— REQUIRED TASK —
Show every line of the records below that contains the word "dirt".

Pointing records
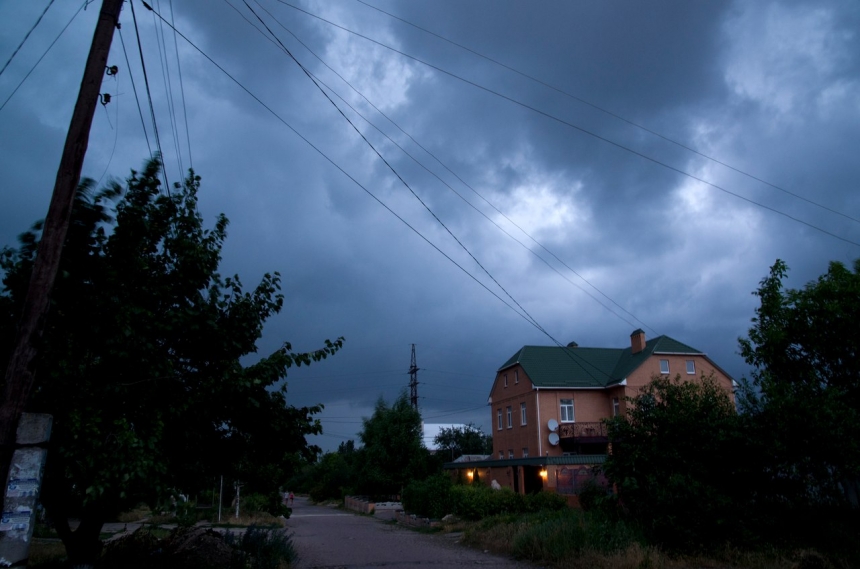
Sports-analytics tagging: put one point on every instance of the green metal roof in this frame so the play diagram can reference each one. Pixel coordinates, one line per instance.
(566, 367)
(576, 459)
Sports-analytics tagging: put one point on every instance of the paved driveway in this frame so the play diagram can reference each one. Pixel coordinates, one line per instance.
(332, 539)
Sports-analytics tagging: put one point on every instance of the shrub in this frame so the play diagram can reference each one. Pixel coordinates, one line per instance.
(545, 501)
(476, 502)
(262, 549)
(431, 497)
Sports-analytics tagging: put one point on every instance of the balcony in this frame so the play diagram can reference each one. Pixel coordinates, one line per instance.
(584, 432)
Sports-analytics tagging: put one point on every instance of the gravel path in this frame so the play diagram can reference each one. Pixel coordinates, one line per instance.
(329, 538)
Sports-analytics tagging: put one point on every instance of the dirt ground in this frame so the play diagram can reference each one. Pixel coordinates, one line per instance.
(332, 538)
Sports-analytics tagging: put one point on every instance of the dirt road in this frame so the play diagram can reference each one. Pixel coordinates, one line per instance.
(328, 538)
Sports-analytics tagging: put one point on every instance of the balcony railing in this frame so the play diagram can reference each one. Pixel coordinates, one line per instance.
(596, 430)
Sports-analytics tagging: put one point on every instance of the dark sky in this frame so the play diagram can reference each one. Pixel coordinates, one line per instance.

---

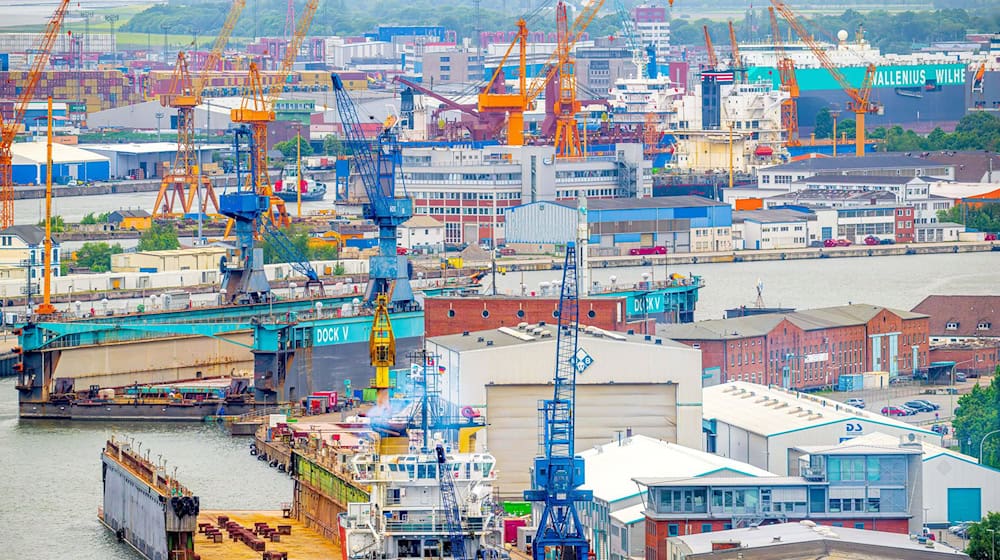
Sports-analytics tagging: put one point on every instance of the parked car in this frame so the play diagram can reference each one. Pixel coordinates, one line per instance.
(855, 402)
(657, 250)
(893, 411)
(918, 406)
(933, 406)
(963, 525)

— EXERCISE RESPONSE —
Sports-analytics tagging: put one point on every instance of the dirt ground in this frame so the play diagram can reference each one. Pixel coordinates, one line per instance.
Sports-analytics tagging: put one point on every instance of the dirt road in this frame so the play diagram can reference each one. Pixel coordinates, one line per instance.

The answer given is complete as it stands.